• _PROBLEM_:
Send back the records in full, character for character.

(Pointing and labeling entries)
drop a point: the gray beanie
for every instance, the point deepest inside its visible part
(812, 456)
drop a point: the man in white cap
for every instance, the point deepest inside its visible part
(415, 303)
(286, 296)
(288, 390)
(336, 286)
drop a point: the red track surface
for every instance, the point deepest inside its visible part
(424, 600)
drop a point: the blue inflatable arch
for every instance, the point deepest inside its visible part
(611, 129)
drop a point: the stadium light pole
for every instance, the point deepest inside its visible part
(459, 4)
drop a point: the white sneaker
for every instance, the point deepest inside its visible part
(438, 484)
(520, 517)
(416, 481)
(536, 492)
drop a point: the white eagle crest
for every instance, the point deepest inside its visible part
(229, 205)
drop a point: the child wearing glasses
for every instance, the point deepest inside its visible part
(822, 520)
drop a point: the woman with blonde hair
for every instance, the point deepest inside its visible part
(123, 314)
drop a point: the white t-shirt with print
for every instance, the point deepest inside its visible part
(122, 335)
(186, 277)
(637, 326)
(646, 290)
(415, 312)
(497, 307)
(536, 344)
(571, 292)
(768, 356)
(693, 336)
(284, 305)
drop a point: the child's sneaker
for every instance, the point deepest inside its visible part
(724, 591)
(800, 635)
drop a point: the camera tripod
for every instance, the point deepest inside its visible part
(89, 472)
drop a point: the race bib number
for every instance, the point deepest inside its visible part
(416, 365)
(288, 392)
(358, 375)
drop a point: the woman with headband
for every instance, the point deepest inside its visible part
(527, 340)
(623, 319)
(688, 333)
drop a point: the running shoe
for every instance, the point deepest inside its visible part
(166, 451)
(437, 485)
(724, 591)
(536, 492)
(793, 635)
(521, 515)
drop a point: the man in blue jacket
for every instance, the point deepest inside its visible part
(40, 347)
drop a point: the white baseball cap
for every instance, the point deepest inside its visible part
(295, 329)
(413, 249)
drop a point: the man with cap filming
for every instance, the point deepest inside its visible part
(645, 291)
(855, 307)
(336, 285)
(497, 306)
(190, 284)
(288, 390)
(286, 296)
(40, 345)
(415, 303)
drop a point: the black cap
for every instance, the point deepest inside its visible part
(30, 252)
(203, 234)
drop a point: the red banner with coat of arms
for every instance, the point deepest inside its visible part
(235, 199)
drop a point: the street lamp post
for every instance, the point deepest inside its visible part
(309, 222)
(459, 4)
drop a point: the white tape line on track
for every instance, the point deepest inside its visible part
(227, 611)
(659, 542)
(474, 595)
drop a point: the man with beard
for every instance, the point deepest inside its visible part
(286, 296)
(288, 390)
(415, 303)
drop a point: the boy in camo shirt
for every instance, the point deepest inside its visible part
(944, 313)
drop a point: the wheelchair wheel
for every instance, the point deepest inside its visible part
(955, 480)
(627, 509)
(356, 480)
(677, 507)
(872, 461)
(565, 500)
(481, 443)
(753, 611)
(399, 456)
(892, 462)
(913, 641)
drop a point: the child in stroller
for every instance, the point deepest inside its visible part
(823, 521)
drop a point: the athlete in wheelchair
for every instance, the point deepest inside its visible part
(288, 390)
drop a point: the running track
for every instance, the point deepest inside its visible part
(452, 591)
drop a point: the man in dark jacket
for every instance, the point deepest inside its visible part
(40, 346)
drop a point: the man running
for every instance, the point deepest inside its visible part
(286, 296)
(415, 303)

• _THE RESULT_:
drop a point: the gray beanie
for every instance, the point deepest inside its visible part
(812, 456)
drop a point: the man in white cap
for every instance, the point deepest inside its visible part
(415, 303)
(286, 296)
(288, 390)
(336, 286)
drop a point: the red track surface
for every instance, the point deepest inside its visible part
(424, 600)
drop a point: the blue inflatable arch
for every instance, the point deepest inside its visible part
(611, 129)
drop a point: the stadium light pole
for every instance, the point deepest inside its visible part
(459, 4)
drop a point: the white sneaker
for every instance, the point deepest inside its visible part
(438, 484)
(520, 517)
(416, 481)
(536, 492)
drop a point: the white eagle crest
for every instance, the point deepest inside its visible part
(229, 205)
drop a point: the child wearing glasses
for every instance, the point deepest inside its visible part
(822, 520)
drop a point: the woman with blonde hair
for every instance, the point deepest inside its visible part
(123, 314)
drop a point: the white t-shirt with print
for every instance, the point deepest inside its visible part
(122, 335)
(186, 277)
(637, 326)
(646, 290)
(415, 312)
(497, 307)
(536, 344)
(571, 292)
(768, 356)
(693, 336)
(284, 305)
drop a point: the child's sneaker
for every instance, the point deepest inside its visible part
(724, 591)
(800, 635)
drop a point: the camera tripod
for every instance, the point deepest inside its visible part
(89, 472)
drop a point: the race bib number
for every instance, the point deepest inside its visible part
(416, 365)
(288, 392)
(358, 375)
drop a point: the woman with headband
for every instance, the point deepest inside its visible part
(527, 340)
(623, 319)
(688, 333)
drop a point: the running shoe
for every instance, the point deepest inside its visible part
(166, 451)
(437, 485)
(724, 591)
(536, 492)
(793, 635)
(521, 515)
drop a point: the man in blue jacket
for every instance, the point deepest inside its visible part
(40, 347)
drop a point: the white baseball cap
for every instance, the point deepest inside its visible part
(295, 329)
(413, 249)
drop a point: the man with cap filming
for every instance, the point deepest inside its visible part
(645, 291)
(855, 307)
(336, 285)
(497, 306)
(190, 284)
(288, 390)
(286, 296)
(40, 345)
(415, 303)
drop a point: the black cap
for every instance, the point deepest inside its visible part
(30, 252)
(203, 234)
drop a point: the red banner with coat of arms
for every instance, the point deepest inside its visible part
(235, 199)
drop a point: the street lamp post
for every instance, the point deepest inside its visible part
(309, 222)
(459, 4)
drop a point: the white tape line on track
for every instance, the point deepest inside its visible part
(227, 611)
(659, 542)
(474, 595)
drop a point: the man with beard
for every instance, the point deepest inside its visible part
(286, 296)
(288, 390)
(415, 303)
drop a point: the boy in camo shirt
for every instance, the point deepest inside its visible part
(944, 313)
drop a point: the wheelchair wheel
for every instance, the point deepest inside its visible part
(955, 480)
(627, 509)
(356, 480)
(677, 507)
(872, 461)
(565, 500)
(481, 443)
(753, 611)
(399, 456)
(892, 462)
(913, 641)
drop a point: the child in stroller
for every instance, the point deepest inside its visible part
(823, 521)
drop a point: the athlete in wheelchair
for every instance, the point deepest inside its visible part
(288, 390)
drop a point: the running track
for every instance, the point deepest inside its visible part
(452, 591)
drop a point: the man in dark jacket
for every instance, the point deepest inside its visible part
(40, 346)
drop a point: the man running
for every instance, the point deepest inside its visible part
(286, 296)
(415, 303)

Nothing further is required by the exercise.